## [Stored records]

========

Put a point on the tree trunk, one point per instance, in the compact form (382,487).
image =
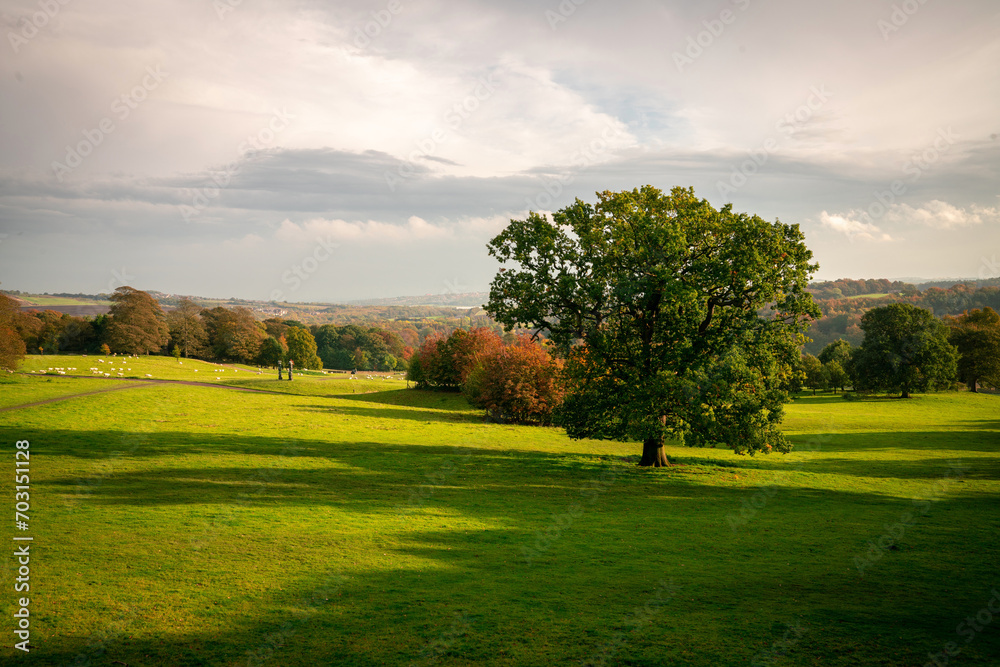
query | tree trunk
(653,453)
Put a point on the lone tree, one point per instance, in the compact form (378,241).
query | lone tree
(976,334)
(12,347)
(138,325)
(186,328)
(675,319)
(905,349)
(302,349)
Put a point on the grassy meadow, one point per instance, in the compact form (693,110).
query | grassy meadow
(329,521)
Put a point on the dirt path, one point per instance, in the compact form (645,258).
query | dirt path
(139,382)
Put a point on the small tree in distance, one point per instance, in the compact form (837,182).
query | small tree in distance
(905,349)
(976,334)
(12,347)
(138,325)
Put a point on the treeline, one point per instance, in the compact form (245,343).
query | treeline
(904,349)
(138,325)
(837,289)
(842,316)
(513,378)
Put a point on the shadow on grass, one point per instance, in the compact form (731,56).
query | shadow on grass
(464,593)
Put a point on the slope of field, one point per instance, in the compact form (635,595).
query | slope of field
(360,523)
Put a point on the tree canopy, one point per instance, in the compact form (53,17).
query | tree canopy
(12,346)
(138,325)
(676,319)
(302,349)
(905,349)
(976,334)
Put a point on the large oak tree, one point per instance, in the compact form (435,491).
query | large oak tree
(676,319)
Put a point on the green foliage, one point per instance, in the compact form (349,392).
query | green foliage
(839,351)
(817,376)
(654,299)
(12,347)
(138,325)
(837,375)
(976,335)
(302,349)
(233,333)
(271,352)
(350,346)
(186,328)
(905,349)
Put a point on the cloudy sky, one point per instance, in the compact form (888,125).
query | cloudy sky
(305,150)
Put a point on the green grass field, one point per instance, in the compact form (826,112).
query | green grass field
(330,521)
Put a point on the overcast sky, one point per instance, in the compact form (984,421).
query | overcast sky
(340,150)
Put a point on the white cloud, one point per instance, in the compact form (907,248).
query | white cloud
(415,228)
(850,225)
(942,215)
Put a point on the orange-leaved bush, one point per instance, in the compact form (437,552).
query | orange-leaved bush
(519,383)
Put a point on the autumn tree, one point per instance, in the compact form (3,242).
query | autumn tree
(976,334)
(187,331)
(676,319)
(816,374)
(138,325)
(905,349)
(839,351)
(271,352)
(302,348)
(517,383)
(234,334)
(837,375)
(12,347)
(445,363)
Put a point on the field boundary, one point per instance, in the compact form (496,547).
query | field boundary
(138,382)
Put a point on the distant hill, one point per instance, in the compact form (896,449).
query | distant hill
(465,300)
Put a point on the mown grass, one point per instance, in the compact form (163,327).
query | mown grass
(360,523)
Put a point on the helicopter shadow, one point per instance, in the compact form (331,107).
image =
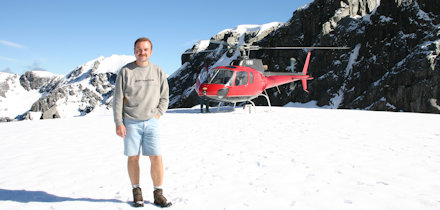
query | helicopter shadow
(25,196)
(197,110)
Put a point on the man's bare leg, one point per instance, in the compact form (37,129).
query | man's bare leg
(133,169)
(156,170)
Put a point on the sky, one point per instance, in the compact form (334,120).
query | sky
(58,36)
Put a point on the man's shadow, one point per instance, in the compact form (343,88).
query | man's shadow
(24,196)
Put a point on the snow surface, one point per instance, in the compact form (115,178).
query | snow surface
(18,100)
(287,158)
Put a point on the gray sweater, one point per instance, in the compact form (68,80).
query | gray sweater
(140,93)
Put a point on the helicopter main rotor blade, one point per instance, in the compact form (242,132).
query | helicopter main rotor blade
(301,48)
(201,51)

========

## [Task instructions]
Copy the entries exactly. No pictures.

## [Output]
Put a point on the tree trunk, one point per instance, in the compact form (382,487).
image =
query | tree trunk
(653,453)
Put a point on the lone tree, one point per instance, in the compact form (378,241).
query | lone tree
(976,334)
(12,347)
(138,325)
(186,328)
(675,319)
(905,349)
(302,349)
Put a point on the grassy meadow, one point per instance, in the compact form (693,110).
query | grassy meadow
(329,521)
Put a point on the dirt path, one point per instance, in the compact form (645,258).
query | dirt path
(139,382)
Put a point on the small tree in distance, one point per instance, in the compact form (837,182).
query | small tree in distance
(905,349)
(976,334)
(12,347)
(138,325)
Put a point on the treeline, one point per instance, in the compact form (245,343).
query | treeline
(904,349)
(138,325)
(837,289)
(842,316)
(513,378)
Put a point on the shadow on grass, one point per instance, in the compact form (731,56).
query | shadow on grass
(464,593)
Put a point on the slope of field, one point per instance, in the compact form (635,595).
query | slope of field
(360,523)
Put a point on the tree canopy, one point per instance, in the compact form (53,17).
query | tree canopy
(12,346)
(138,325)
(676,319)
(302,349)
(905,349)
(976,334)
Put a point on the large oak tree, one point per instance, in the compact form (435,491).
query | large oak tree
(676,319)
Put a point on the green foliage, one point per instance, in the compact form (349,392).
query | green foliage
(839,351)
(817,376)
(654,299)
(12,347)
(138,325)
(837,375)
(976,335)
(302,349)
(233,333)
(271,352)
(350,346)
(186,328)
(905,349)
Put a point on the cloudy sky, one point per instance, in the compact form (888,125).
query | cloudy sky
(305,150)
Put a point on the green grass field, one point per instance, in the compact form (826,112).
query | green grass field
(330,521)
Put a point on the overcast sky, one point per instance, in the compact form (984,421).
query | overcast sky
(340,150)
Put a point on the white cloud, one point per instance, in the compact form (907,248).
query | white cloud
(415,228)
(850,225)
(942,215)
Put a point on the orange-leaved bush, one point per instance, in the compact form (437,552).
query | orange-leaved bush
(519,383)
Put a point on the autumn tree, one point per instance, in the compact form (3,242).
query | autumn tree
(976,334)
(187,331)
(676,319)
(816,374)
(138,325)
(905,349)
(839,351)
(271,352)
(302,348)
(517,383)
(234,334)
(837,375)
(12,347)
(445,363)
Put a point on the field boundary, one point per instance, in the compact form (496,547).
query | field boundary
(138,382)
Put a point on the distant hill, one point per instance, in the compact form (896,449).
query | distant hill
(465,300)
Put a point on the mown grass, one point per instance, in the compact form (163,327).
query | mown grass
(360,523)
Put a point on the helicopter shadow, one point per instance, in the compact form (331,107).
image =
query | helicopter shadow
(25,196)
(197,110)
Put a point on the man's bare leg, one point per instance, in the compact form (37,129).
query | man's bare leg
(133,169)
(156,170)
Put a point on the sky, one point per instance, in the compact form (334,120).
query | sky
(58,36)
Put a point on the man's shadow, one point per instance, in the compact form (343,88).
query | man's shadow
(24,196)
Put a point on the snow surface, one point per instance, in the compact form (115,178).
query | snow surface
(18,100)
(287,158)
Put a point on the gray sweater, one point per instance, in the compact form (68,80).
query | gray sweater
(140,93)
Put a point on the helicopter main rotor blade, one point per instance, in the compact form (242,132).
query | helicopter main rotor blade
(301,48)
(201,51)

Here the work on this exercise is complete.